Written task A: In the forum post about early_memtest, why does testing an area smaller than the L3 cache fail to reach RAM? Answer in one to three sentences.
Written task B: Continue the forum post on speeding up early_memtest, starting after its closing summary question.

Text segment:
■ ■ ■ ■ ■ ■ ■

However, I have a run into a few issues.

Even though early_memtest is called, well... early, memory has
already been mapped as regular *cached* memory.

This means that when we test an area smaller than L3 cache, we're
not even hitting RAM, we're just testing the cache hierarchy.
I suppose it /might/ make sense to test the cache hierarchy,
as it could(?) have errors as well?
However, I suspect defects in cache are much more rare
(and thus detection might not be worth the added run-time).

On x86, I ran a few tests using SIMD non-temporal stores
(to bypass the cache on stores), and got 30% reduction in run-time.
(Minimal run-time is critical for being able to deploy the code
to millions of devices for the benefit of a few thousand users.)
AFAIK, there are no non-temporal loads, the normal loads probably
thrashed the data cache.

I was hoping to be able to test a different implementation:

When we enter early_memtest(), we remap [start, end]
as UC (or maybe WC?) so as to entirely bypass the cache.
We read/write using the largest size available for stores/loads,
e.g. entire cache lines on recent x86 HW.
Then when we leave, we remap as was done originally.

Is that possible?

Hopefully, the other cores are not started at this point?
(Otherwise this whole charade would be pointless.)

To summarize: is it possible to tweak memtest to make it
run faster while testing RAM in all cases?

■ ■ ■ ■ ■ ■ ■

Dataset:
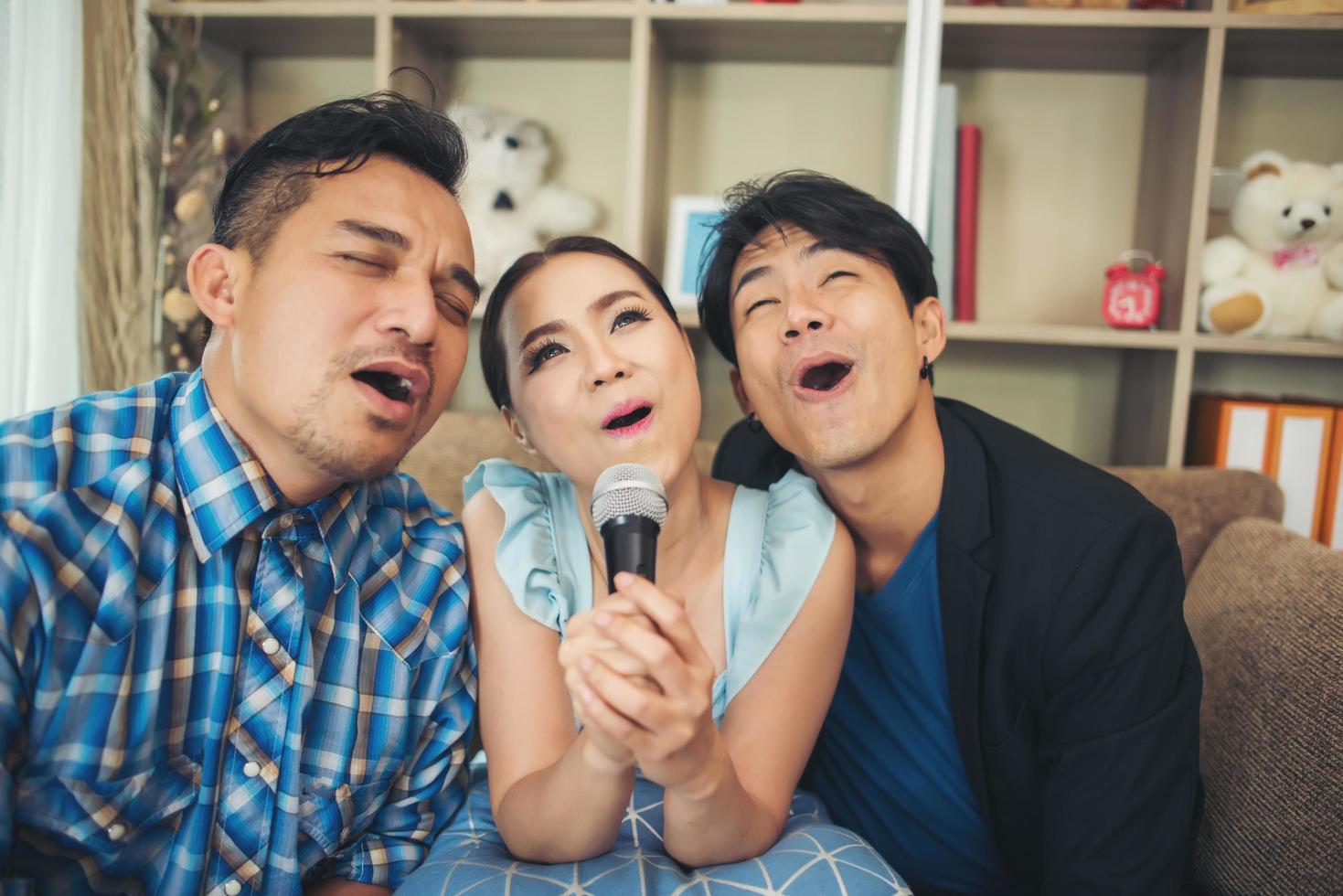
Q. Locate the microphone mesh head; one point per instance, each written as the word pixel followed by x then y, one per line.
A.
pixel 624 489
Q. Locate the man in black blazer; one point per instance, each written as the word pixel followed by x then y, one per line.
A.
pixel 1018 707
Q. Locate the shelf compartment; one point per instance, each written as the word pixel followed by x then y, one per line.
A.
pixel 1068 39
pixel 1284 50
pixel 570 74
pixel 763 32
pixel 258 30
pixel 1061 335
pixel 1315 378
pixel 1076 398
pixel 1271 347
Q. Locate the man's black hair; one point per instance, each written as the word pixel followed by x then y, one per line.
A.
pixel 832 211
pixel 274 175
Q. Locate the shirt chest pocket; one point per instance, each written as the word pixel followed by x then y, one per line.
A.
pixel 139 813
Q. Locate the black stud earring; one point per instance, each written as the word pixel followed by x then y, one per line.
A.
pixel 925 371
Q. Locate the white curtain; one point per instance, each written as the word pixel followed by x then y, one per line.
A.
pixel 40 166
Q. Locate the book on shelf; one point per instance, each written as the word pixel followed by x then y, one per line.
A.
pixel 968 140
pixel 942 231
pixel 1296 443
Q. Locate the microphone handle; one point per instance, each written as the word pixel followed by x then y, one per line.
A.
pixel 632 546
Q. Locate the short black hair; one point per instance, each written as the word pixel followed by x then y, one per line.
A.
pixel 493 354
pixel 830 209
pixel 274 175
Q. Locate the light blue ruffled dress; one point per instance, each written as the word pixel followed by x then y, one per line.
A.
pixel 775 547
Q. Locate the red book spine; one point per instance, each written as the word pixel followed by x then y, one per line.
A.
pixel 967 219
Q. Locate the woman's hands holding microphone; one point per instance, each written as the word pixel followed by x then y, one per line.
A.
pixel 641 684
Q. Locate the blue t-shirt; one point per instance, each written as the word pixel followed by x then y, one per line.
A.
pixel 887 762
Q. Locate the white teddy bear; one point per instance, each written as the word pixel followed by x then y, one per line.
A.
pixel 509 209
pixel 1282 274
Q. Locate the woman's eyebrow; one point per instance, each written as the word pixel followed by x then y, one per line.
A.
pixel 549 328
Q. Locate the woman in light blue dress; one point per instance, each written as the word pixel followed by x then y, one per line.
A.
pixel 649 741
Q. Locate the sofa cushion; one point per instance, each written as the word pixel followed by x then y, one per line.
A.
pixel 1201 500
pixel 1265 610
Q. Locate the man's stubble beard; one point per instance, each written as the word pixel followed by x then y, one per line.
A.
pixel 340 458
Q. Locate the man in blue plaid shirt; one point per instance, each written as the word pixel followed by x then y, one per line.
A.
pixel 234 652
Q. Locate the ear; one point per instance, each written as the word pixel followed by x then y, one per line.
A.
pixel 741 392
pixel 212 277
pixel 930 328
pixel 1264 163
pixel 515 429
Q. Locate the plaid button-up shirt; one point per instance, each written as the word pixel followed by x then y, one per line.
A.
pixel 202 689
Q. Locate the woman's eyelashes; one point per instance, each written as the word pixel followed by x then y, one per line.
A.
pixel 540 354
pixel 629 316
pixel 536 357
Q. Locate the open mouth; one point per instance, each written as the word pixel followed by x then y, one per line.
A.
pixel 824 378
pixel 400 389
pixel 403 384
pixel 627 420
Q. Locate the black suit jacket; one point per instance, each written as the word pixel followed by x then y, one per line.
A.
pixel 1073 680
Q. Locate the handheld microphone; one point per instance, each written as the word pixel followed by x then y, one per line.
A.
pixel 629 508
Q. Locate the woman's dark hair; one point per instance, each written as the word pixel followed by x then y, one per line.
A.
pixel 493 354
pixel 274 175
pixel 829 209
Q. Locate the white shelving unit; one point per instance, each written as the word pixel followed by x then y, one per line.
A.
pixel 1100 133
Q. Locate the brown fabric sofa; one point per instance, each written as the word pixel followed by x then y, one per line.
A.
pixel 1265 610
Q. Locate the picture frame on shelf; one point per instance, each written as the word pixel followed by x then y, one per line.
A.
pixel 690 238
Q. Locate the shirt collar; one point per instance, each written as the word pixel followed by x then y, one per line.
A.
pixel 225 488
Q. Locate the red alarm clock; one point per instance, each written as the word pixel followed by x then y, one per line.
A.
pixel 1134 291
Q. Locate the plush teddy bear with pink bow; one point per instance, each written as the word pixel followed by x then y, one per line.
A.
pixel 1282 272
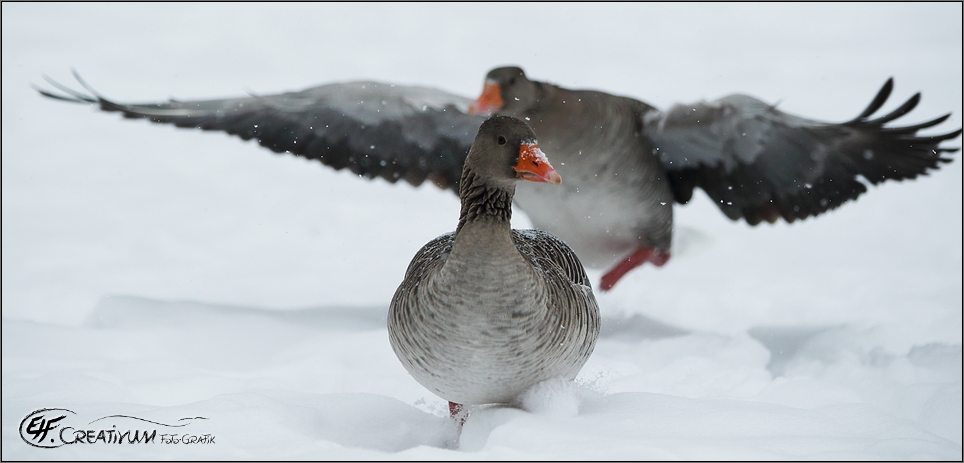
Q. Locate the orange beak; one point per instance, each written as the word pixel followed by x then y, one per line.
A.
pixel 534 167
pixel 489 102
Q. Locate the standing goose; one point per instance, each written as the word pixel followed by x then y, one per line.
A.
pixel 486 312
pixel 626 163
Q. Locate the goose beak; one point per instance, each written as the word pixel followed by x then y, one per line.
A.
pixel 489 102
pixel 534 167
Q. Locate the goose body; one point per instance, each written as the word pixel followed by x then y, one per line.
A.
pixel 486 312
pixel 625 162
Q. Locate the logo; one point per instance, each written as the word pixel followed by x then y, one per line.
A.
pixel 55 427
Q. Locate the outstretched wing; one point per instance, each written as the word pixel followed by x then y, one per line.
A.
pixel 759 163
pixel 373 129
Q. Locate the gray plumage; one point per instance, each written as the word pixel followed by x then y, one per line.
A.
pixel 625 162
pixel 485 312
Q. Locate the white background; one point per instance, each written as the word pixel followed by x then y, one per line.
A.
pixel 167 272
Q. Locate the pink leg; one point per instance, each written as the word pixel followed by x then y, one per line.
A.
pixel 457 413
pixel 643 254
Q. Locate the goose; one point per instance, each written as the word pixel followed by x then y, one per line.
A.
pixel 486 312
pixel 626 162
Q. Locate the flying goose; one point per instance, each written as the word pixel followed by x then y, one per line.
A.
pixel 626 162
pixel 486 312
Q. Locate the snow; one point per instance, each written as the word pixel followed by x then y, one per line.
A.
pixel 165 273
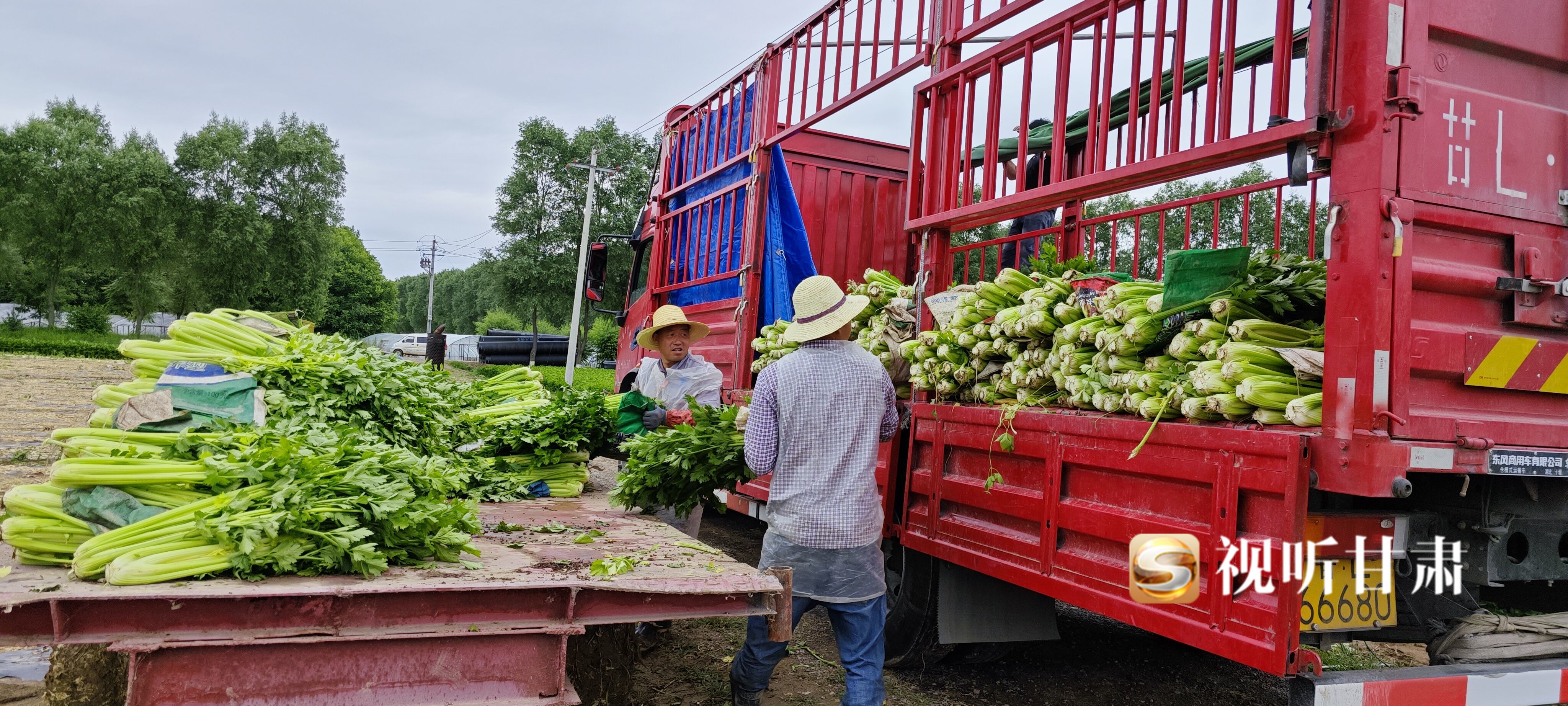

■ ■ ■ ■ ■ ■ ■

Final result A: By the time early_memtest is called, memory has already been mapped as regular cached memory. As a result, a test of an area smaller than the L3 cache touches only the cache hierarchy and never RAM.

Final result B:
Regards,

Marc Gonzalez


^ permalink raw reply	[flat|nested] 2+ messages in thread

* Re: RFC: Faster memtest (possibly bypassing data cache)
  2023-07-05 15:41 RFC: Faster memtest (possibly bypassing data cache) Marc Gonzalez
@ 2023-07-11  9:01 ` Marc Gonzalez
  0 siblings, 0 replies; 2+ messages in thread
From: Marc Gonzalez @ 2023-07-11  9:01 UTC (permalink / raw)
  To: LKML, linux-mm, Linux ARM
  Cc: Vladimir Murzin, Will Deacon, Mark Rutland, Robin Murphy,
	Thomas Gleixner, Tomas Mudrunka, HPeter Anvin, Ingo Molnar,
	Arnd Bergmann, Ard Biesheuvel

On 05/07/2023 17:41, Marc Gonzalez wrote:

> Hello,
> 
> When dealing with a few million devices (x86 and arm64),
> it is statistically expected to have "a few" devices with
> at least one bad RAM cell. (How many?)
> 
> For one particular model, we've determined that ~0.1% have
> at least one bad RAM cell (ergo, a few thousand devices).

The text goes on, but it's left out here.